◆ REQUEST ◆
Would you output the lines from the one with "Expected: one dot placed on each instance of the wet" through the last line of the material below, exactly, but without pictures?

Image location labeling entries
* * *
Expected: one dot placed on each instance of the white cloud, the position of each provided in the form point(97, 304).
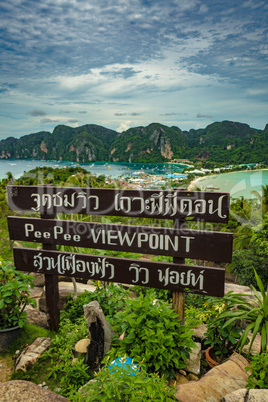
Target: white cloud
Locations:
point(123, 126)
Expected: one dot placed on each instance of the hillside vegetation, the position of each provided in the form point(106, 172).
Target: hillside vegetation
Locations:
point(226, 142)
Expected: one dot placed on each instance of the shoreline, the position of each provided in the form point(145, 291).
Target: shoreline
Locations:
point(193, 183)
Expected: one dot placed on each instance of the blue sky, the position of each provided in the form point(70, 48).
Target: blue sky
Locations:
point(127, 63)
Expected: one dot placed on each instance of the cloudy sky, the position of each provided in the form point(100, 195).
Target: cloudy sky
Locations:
point(126, 63)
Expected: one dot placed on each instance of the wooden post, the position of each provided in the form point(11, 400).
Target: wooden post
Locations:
point(178, 297)
point(52, 290)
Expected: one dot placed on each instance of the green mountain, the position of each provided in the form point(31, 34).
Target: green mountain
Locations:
point(226, 141)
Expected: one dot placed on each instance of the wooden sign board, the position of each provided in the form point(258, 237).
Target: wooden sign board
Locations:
point(204, 245)
point(178, 204)
point(176, 277)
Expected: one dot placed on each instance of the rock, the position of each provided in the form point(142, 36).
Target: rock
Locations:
point(32, 353)
point(193, 363)
point(65, 288)
point(37, 317)
point(216, 383)
point(22, 391)
point(192, 377)
point(247, 395)
point(101, 334)
point(81, 346)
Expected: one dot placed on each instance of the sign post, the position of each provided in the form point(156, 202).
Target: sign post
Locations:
point(178, 242)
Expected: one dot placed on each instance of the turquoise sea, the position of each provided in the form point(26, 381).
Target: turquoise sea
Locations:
point(115, 170)
point(236, 183)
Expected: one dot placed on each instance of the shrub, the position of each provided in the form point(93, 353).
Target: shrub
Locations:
point(254, 313)
point(111, 299)
point(152, 334)
point(258, 368)
point(14, 295)
point(118, 385)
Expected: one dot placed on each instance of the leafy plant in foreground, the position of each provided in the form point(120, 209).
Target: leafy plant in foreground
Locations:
point(223, 339)
point(14, 295)
point(70, 376)
point(255, 313)
point(258, 368)
point(111, 299)
point(111, 385)
point(152, 334)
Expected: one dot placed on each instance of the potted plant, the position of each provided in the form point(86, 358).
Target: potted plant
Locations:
point(14, 297)
point(254, 312)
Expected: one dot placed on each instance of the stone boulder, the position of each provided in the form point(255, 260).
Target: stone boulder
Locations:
point(22, 391)
point(247, 395)
point(223, 379)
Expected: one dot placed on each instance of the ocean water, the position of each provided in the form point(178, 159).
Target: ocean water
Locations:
point(115, 170)
point(238, 184)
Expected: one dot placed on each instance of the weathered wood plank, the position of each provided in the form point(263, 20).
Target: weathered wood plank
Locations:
point(181, 243)
point(197, 205)
point(176, 277)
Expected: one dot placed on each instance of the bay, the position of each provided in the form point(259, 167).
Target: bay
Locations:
point(238, 184)
point(18, 166)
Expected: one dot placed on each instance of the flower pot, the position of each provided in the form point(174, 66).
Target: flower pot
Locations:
point(210, 360)
point(8, 336)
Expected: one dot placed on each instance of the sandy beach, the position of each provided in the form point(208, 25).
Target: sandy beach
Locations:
point(196, 182)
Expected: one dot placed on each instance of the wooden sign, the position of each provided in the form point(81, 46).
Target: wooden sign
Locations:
point(178, 204)
point(179, 242)
point(184, 243)
point(201, 280)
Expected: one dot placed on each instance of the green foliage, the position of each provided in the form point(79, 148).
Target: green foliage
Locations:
point(70, 376)
point(162, 294)
point(254, 313)
point(152, 334)
point(243, 265)
point(118, 385)
point(28, 334)
point(226, 142)
point(258, 369)
point(199, 309)
point(111, 298)
point(14, 295)
point(221, 337)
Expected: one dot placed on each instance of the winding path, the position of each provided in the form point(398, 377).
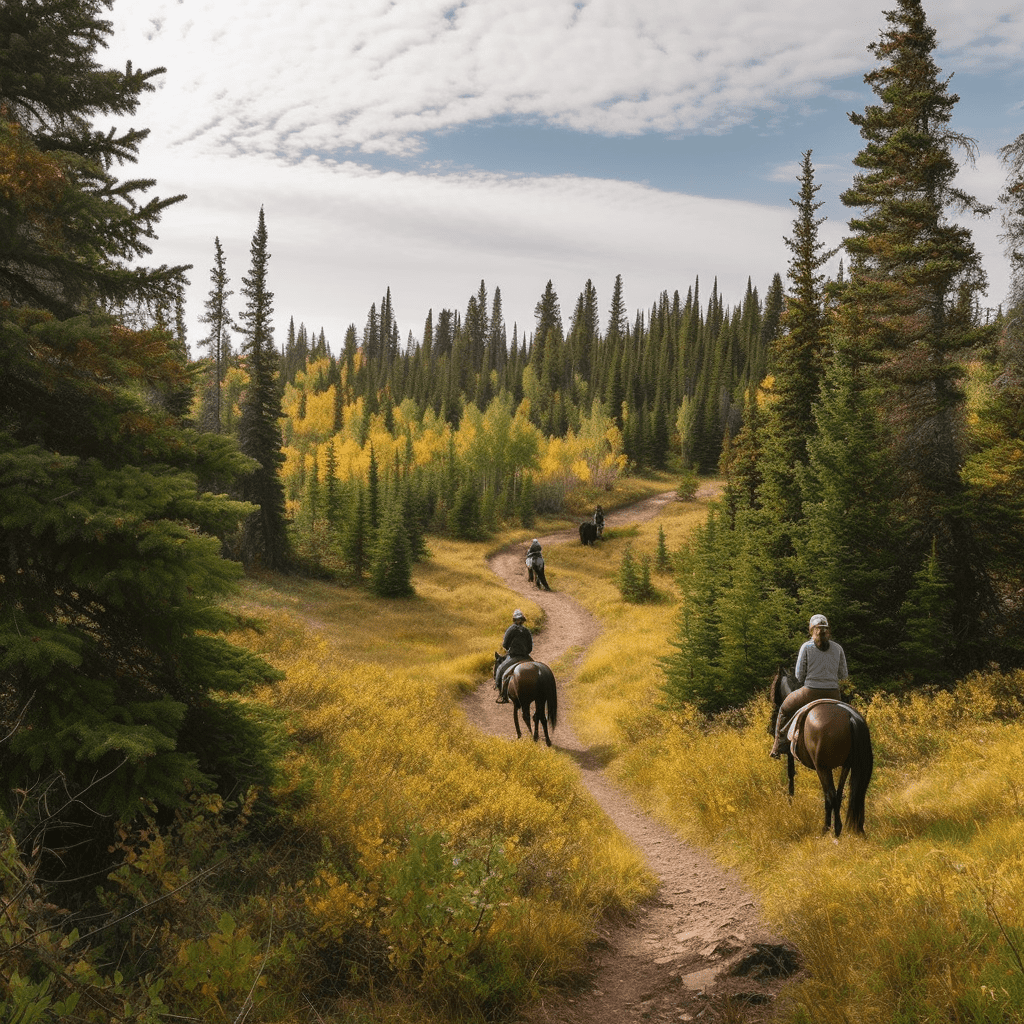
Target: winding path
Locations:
point(699, 947)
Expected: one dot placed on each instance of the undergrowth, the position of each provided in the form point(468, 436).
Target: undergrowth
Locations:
point(920, 921)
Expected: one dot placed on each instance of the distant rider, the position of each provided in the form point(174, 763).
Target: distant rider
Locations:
point(535, 562)
point(820, 668)
point(518, 642)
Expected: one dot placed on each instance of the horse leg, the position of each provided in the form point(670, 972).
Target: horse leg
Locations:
point(539, 716)
point(839, 795)
point(832, 805)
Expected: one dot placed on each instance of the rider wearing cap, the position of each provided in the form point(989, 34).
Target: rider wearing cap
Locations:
point(518, 642)
point(820, 668)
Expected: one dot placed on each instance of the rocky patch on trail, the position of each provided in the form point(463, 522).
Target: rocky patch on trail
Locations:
point(699, 950)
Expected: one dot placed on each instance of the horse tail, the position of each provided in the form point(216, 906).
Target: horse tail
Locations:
point(552, 698)
point(860, 772)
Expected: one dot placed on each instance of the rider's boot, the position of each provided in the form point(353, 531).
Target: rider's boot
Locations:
point(781, 744)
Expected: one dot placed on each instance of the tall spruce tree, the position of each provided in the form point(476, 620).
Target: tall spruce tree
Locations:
point(263, 540)
point(76, 237)
point(797, 365)
point(909, 308)
point(115, 688)
point(218, 341)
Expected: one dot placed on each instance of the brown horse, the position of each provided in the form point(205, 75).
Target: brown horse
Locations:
point(832, 734)
point(532, 683)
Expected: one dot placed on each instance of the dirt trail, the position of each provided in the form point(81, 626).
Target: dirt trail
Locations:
point(699, 949)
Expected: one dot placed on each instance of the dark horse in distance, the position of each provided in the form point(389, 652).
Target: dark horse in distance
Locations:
point(531, 683)
point(830, 734)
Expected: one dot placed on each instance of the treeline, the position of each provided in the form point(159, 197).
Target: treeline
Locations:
point(878, 476)
point(461, 430)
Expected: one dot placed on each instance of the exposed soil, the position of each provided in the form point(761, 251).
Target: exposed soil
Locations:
point(698, 950)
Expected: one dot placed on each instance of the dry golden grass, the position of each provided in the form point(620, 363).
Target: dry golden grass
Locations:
point(921, 921)
point(382, 754)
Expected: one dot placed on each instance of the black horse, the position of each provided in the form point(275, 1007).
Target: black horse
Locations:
point(531, 683)
point(828, 734)
point(535, 570)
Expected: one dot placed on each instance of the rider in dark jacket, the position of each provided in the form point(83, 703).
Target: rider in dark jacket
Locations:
point(535, 562)
point(518, 642)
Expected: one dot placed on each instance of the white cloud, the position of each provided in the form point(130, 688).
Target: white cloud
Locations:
point(340, 235)
point(313, 75)
point(257, 98)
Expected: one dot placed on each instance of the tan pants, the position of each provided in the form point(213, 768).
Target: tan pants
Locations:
point(796, 700)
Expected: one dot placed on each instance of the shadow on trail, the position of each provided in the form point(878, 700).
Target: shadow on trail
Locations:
point(595, 758)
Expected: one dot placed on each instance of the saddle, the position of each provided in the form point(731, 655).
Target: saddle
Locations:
point(797, 725)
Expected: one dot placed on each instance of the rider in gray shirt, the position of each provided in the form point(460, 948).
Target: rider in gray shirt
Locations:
point(820, 668)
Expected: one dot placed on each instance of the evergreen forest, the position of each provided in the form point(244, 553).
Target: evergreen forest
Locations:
point(867, 427)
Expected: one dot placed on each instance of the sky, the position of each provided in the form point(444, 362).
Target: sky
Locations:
point(426, 145)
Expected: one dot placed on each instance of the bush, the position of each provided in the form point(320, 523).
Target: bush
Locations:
point(633, 579)
point(688, 482)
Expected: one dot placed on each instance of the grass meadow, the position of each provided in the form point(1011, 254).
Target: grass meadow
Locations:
point(449, 876)
point(446, 876)
point(922, 920)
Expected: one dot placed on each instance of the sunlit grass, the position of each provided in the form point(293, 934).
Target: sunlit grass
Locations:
point(921, 920)
point(383, 754)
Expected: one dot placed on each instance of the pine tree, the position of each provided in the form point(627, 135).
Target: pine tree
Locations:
point(909, 307)
point(797, 364)
point(218, 340)
point(391, 568)
point(109, 635)
point(76, 236)
point(263, 540)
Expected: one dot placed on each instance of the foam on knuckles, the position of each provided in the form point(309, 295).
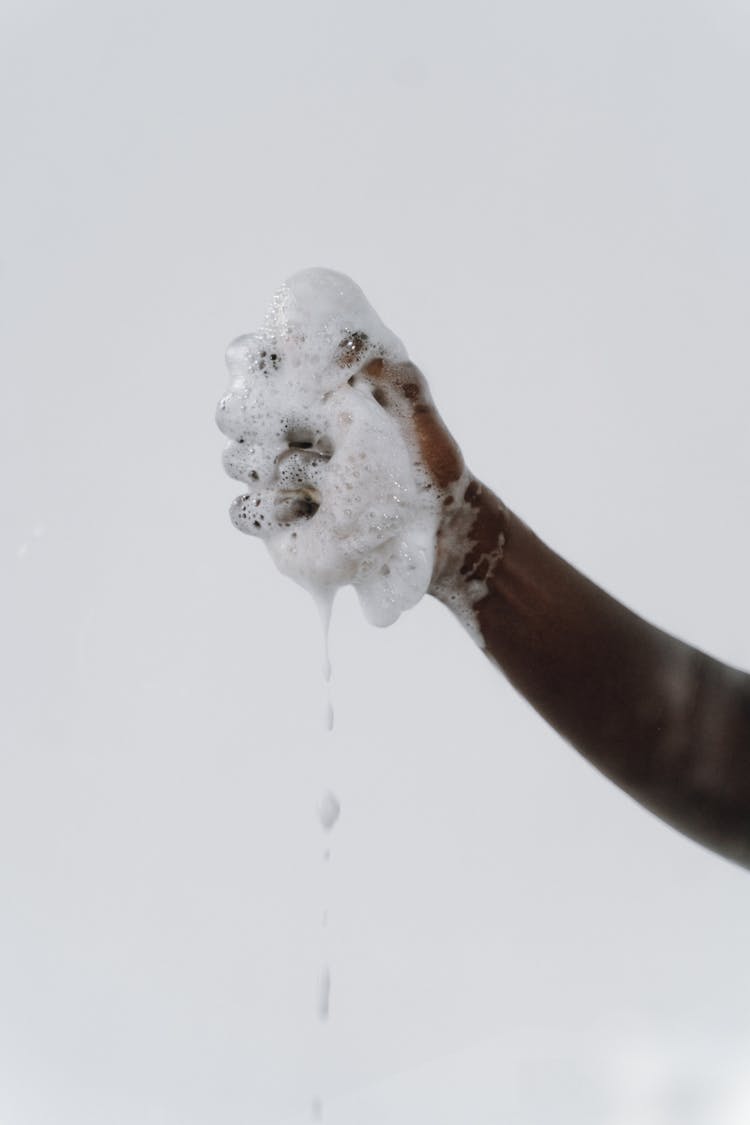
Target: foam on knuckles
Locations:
point(335, 487)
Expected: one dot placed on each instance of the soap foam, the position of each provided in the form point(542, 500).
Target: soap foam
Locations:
point(334, 488)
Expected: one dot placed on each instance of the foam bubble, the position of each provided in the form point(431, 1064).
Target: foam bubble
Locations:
point(334, 489)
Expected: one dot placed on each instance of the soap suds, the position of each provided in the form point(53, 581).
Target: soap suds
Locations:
point(333, 486)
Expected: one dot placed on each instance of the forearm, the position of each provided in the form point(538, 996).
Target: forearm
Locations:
point(666, 722)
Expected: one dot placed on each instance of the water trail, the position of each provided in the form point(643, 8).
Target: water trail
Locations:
point(324, 993)
point(328, 810)
point(324, 596)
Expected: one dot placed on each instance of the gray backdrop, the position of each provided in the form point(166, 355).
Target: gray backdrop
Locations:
point(549, 203)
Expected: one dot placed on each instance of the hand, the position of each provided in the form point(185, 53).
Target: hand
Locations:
point(350, 466)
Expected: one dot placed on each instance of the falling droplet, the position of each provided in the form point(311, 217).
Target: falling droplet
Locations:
point(324, 995)
point(324, 596)
point(328, 810)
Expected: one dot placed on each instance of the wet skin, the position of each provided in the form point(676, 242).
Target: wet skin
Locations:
point(665, 721)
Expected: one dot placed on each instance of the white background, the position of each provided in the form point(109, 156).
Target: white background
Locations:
point(549, 204)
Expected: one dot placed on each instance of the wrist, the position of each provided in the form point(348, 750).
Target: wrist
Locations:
point(470, 545)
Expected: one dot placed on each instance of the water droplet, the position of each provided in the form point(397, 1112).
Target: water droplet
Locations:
point(324, 995)
point(328, 810)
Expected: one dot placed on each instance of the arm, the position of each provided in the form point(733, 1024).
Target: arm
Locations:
point(666, 722)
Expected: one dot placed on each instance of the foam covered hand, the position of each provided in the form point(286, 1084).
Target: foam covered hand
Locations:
point(348, 466)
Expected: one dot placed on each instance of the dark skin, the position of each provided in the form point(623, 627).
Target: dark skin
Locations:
point(665, 721)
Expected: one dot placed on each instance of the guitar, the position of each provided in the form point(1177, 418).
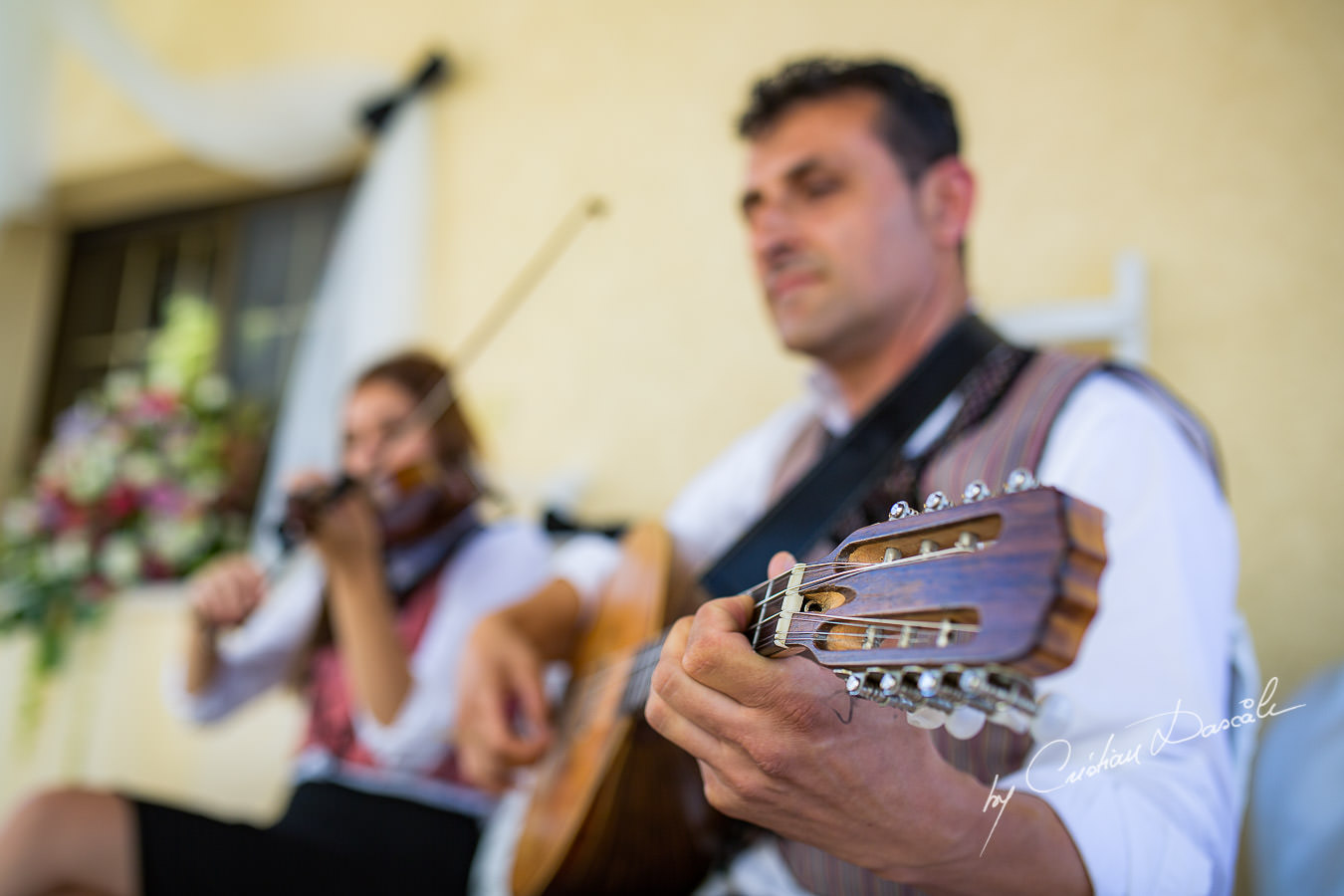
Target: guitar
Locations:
* * *
◆ THE OUTPUT ◆
Expected: one dot placed on each instance of the wet skin, the position of each provided in the form point(676, 242).
Target: wet skin
Locations:
point(665, 721)
Expected: one dot placed on each instance of the white background, the position of each provided in the form point(109, 156).
Target: white background
Locations:
point(549, 204)
Expected: one dot placed on each instance of the wrist, the position of each provided in the form point(348, 750).
Target: wrist
Locations:
point(470, 545)
Expected: one dot placed on each instance of the water droplet, the position of each provided in the form point(397, 1112).
Target: water droplet
Locations:
point(324, 995)
point(328, 810)
Expected: one dot placed on each instance of the arm, the position of each provided in the form point(733, 1024).
Target: arm
Locations:
point(666, 722)
Expected: one dot placed on each instance of the foam covered hand, the position of each provided in the form point(286, 1084).
Target: foam covered hand
Locations:
point(348, 466)
Expected: one dot placed on each instance of the dark skin, the position of each provided in the form point(623, 627).
Target: dark skin
Locations:
point(665, 721)
Expected: one dot placed on each instance of the guitar, the position of each provided in the form point(1177, 418).
Target: guitar
Locations:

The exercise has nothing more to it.